--- Task description ---
Please rewrite the records below with "telecommunications tower" replaced by "radio mast" and all other text unchanged. Omit the pictures from your answer.

--- Task input ---
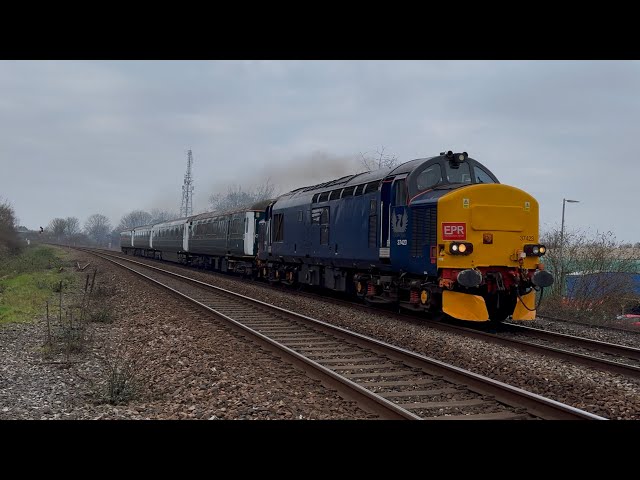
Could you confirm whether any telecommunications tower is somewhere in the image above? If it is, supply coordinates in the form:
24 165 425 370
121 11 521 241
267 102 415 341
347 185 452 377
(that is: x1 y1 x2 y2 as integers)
180 150 193 217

--- Answer to this exercise ---
Could you confirm whether any radio mast is somewhere in the image above? If it is, supply coordinates in the form:
24 165 425 370
121 11 521 241
267 102 415 341
347 185 452 377
(that is: x1 y1 x2 y2 as integers)
180 150 193 217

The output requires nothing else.